[A run of records]

• • • • • • •

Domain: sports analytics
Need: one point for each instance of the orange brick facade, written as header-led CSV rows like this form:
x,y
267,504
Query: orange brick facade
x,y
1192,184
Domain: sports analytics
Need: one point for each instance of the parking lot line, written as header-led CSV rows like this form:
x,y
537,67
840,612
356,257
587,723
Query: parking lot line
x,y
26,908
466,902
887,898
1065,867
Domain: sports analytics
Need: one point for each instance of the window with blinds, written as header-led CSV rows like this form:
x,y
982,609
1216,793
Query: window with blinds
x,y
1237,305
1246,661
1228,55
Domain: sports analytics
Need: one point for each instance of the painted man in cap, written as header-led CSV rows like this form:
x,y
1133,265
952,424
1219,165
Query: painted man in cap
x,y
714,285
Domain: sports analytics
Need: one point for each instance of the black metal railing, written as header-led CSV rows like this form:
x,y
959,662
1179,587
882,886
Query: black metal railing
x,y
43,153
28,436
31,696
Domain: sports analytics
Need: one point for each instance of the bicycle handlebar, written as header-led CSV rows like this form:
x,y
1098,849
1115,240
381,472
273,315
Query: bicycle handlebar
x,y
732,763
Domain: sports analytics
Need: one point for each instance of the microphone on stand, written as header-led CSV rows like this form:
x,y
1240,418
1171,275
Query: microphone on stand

• • • • • • •

Stated goal: Pick out each line of the data above that contains the word "like". Case matters.

Correct result:
Need: one point for each instance of the orange brick facade, written as header-led CSV rows like this form:
Need: one point for each instance of the parking lot line, written as header-led CSV rows like this form:
Need: one point for each instance of the window with blinds, written as header-led CSV rows like this form:
Need: one point for each instance of the painted man in cap, written as header-led CSV rows like this form:
Need: one point for each instance of the black metal railing, written as header-led CSV rows like this form:
Need: one point for each instance of the bicycle handlebar, written as header-led CSV rows like this form:
Need: one point for each instance of the microphone on stand, written as header-led CSV rows like this form:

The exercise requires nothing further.